- **Stored data entries**
====================

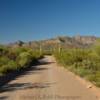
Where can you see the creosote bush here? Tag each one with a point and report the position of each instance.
(12, 59)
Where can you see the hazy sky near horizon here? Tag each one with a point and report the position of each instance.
(28, 20)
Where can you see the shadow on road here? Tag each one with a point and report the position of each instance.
(34, 68)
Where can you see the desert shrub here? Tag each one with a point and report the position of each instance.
(4, 60)
(24, 59)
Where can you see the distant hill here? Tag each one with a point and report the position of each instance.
(63, 41)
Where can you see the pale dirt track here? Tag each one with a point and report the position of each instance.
(47, 82)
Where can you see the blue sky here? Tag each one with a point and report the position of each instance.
(28, 20)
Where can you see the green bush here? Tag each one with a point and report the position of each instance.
(24, 59)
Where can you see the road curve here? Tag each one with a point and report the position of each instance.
(46, 82)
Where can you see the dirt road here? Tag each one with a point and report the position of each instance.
(47, 82)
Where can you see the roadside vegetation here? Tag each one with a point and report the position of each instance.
(83, 62)
(12, 59)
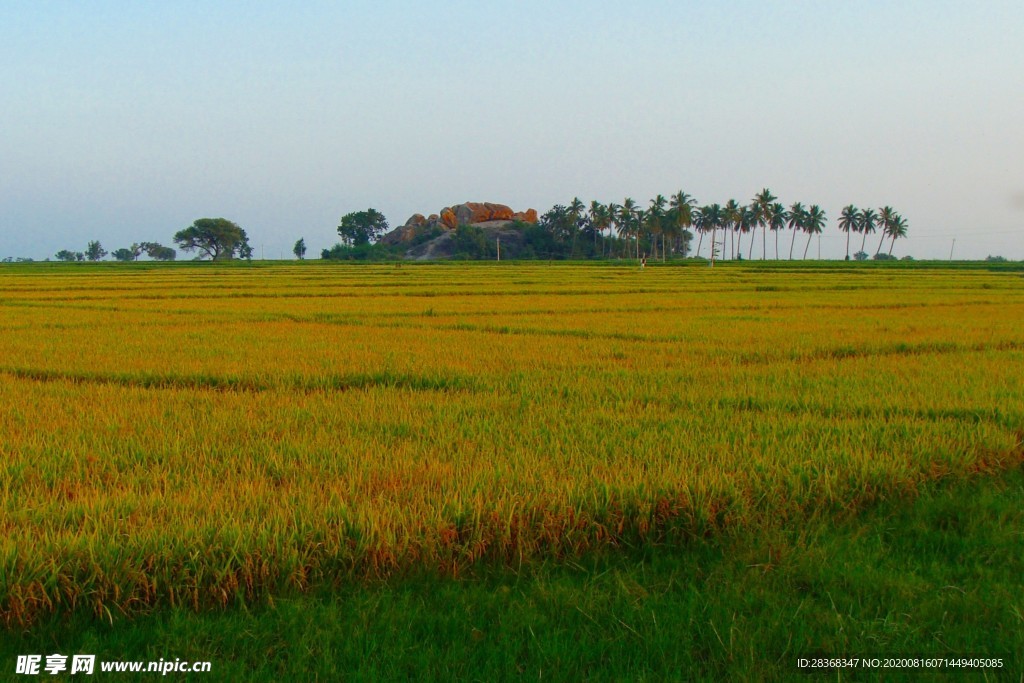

====================

- **What to produce**
From the line that contains "Where can you see the distant" through the last line of the entries, transcribe every line exactly, leaving out the pictures.

- **Expected answer**
Where can you see the distant hill here? Tag each one with a point and report the position of each instance.
(63, 41)
Where can you see the pale dirt track here? Tag each one with a point and report the position of each instance.
(47, 82)
Where can you see the blue sky here? Tag each one with a point and report the position of each instance.
(28, 20)
Where can you see the green bush here? Tag each one with a point and report the position of each instance.
(24, 59)
Where can you see the road curve here? Tag each one with a point and report the position of each instance.
(46, 82)
Where can you see the dirt road here? Tag each one with a point and report the position of each instance.
(47, 82)
Where can you see the roadside vegetation here? Tag each one with a point and report the position of each instance.
(83, 62)
(12, 59)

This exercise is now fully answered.